REQUIREMENT: Rewrite every item below with "one to a line" changed to "one per line" wherever it occurs, keeping all other text the same. Omit the pictures from your version.

------

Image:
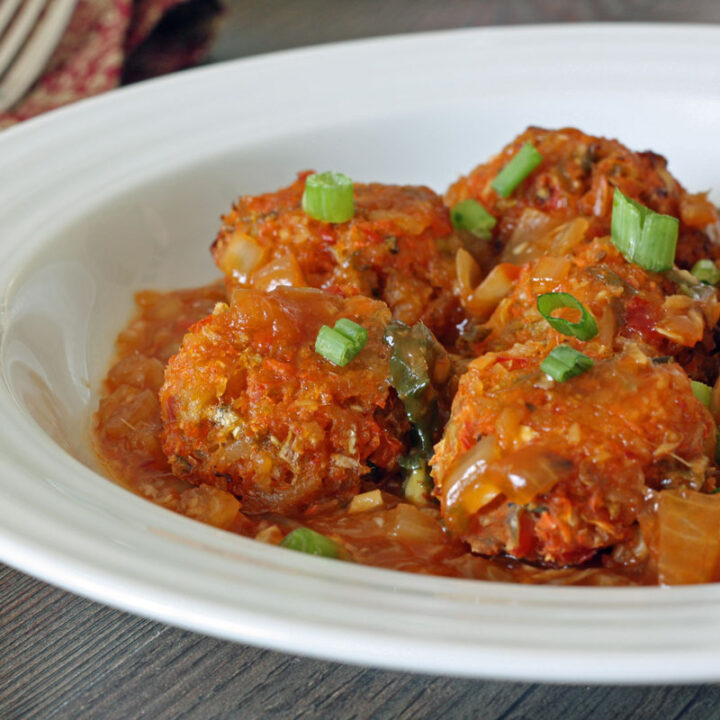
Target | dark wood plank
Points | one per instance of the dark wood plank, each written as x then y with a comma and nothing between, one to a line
66,657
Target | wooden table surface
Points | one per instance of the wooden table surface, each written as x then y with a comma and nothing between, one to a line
66,657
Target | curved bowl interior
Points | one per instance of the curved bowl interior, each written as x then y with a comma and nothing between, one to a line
125,192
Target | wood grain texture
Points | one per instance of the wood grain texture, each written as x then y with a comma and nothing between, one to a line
66,657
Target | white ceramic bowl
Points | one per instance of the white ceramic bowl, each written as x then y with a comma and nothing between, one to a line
124,192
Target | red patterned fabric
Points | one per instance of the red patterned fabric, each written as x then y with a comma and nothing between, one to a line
108,41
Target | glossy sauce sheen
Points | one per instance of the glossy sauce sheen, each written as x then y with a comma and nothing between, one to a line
397,535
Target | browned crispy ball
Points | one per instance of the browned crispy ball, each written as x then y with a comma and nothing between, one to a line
399,247
249,406
577,178
552,472
626,301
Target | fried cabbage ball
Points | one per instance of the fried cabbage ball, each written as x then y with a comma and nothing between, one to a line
669,315
552,472
398,247
249,406
576,178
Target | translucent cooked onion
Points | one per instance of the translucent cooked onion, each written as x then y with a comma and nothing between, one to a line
477,477
463,485
468,272
242,256
537,235
682,322
488,294
687,537
281,271
533,225
209,505
564,238
408,524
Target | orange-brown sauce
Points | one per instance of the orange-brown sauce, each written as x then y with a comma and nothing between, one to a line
394,534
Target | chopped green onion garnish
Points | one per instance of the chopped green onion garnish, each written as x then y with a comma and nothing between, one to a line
584,329
308,541
334,346
470,215
526,160
643,236
702,392
342,343
564,362
328,196
354,332
706,271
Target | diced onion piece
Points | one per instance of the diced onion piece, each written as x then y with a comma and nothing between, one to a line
282,271
521,165
682,321
410,525
243,254
271,535
498,283
584,329
550,269
522,245
470,215
562,239
528,472
463,486
706,271
688,549
467,270
311,542
209,505
643,236
365,501
329,197
702,392
417,485
564,362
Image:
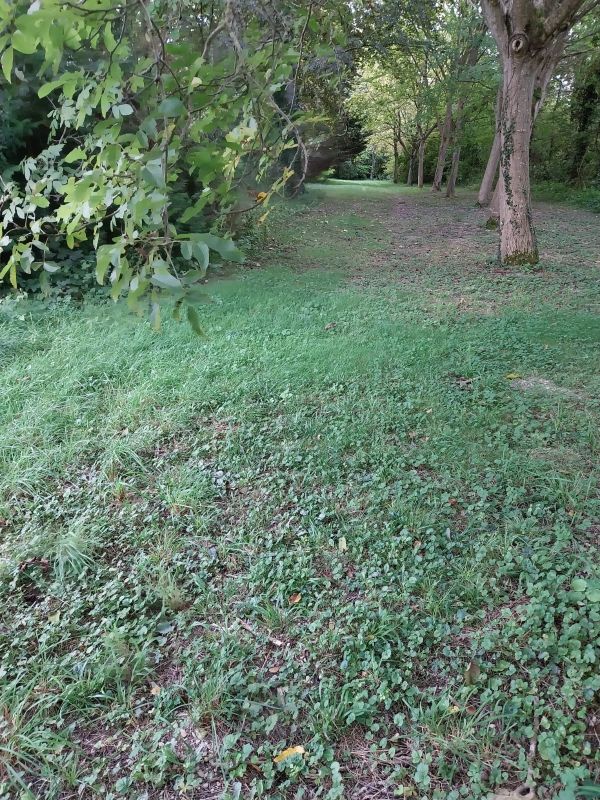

------

ANSWER IN FULL:
Image:
Target | dark wood plank
Points | one per instance of the dark wood plank, each written as x then y with a comma and nothing between, one per line
66,657
Target | wooden table surface
Points | one per instance of the wooden table surface, each written as x then y with a comma and nothing between, one per line
66,657
Target | curved bowl interior
Points | one per instance of the curved bowl interior, each written as x then y with a comma and nothing between, one per line
125,192
Target | wood grain texture
Points | one per instance of the wood grain texture, each written as x then y with a comma and nothing between, one per line
66,657
Target | white ceramic bowl
Points | one per instance of the white ceramic bowl, each written as x then y with a comma and nothing between, one per line
124,192
Target | red patterned fabric
Points | one per instance of the red patterned fabric, each written as x then y with a comma and nothing between, one per line
108,41
Target | glossy sauce sheen
Points | one per instance of the glossy sauce sheen, each written as x then y with a comma and nothing between, one per line
397,535
Target | browned crispy ball
Points | one per instance of the browned crispy ball, each written as x then y with a comma and nothing between, one per line
399,247
249,406
577,178
552,472
626,301
Target | fried cabbage ball
Points | one per instance of the fried cabbage ball, each written as x then y with a comma and nothing between, one per line
669,315
552,472
398,247
249,406
576,178
Target | translucent cooked onion
Points | one per instance of the translucent cooked onion, each written as x then y with a comma and nothing between, one per line
477,477
463,485
468,272
242,256
537,235
682,322
488,294
687,537
281,271
533,225
209,505
564,238
408,524
Target | orange-brown sauce
Points | one per instance of the orange-brown sauce, each written as x then y with a comma and nothing between, one per line
394,534
Target | chopped green onion garnish
Points | one per instance of the chopped green onion garnish, each written as x then y with a comma and nothing between, one per line
584,329
308,541
334,346
470,215
526,160
643,236
702,392
342,343
564,362
328,196
354,332
706,271
Target | diced onion piece
Points | one per instance of the diced onion piece, each written as x then y with a comma and nothing between, one per line
282,271
521,165
682,321
410,525
243,254
271,535
498,283
584,329
550,269
522,245
470,215
562,239
528,472
463,486
706,271
688,549
467,270
311,542
209,505
643,236
365,501
329,197
702,392
417,485
564,362
Image:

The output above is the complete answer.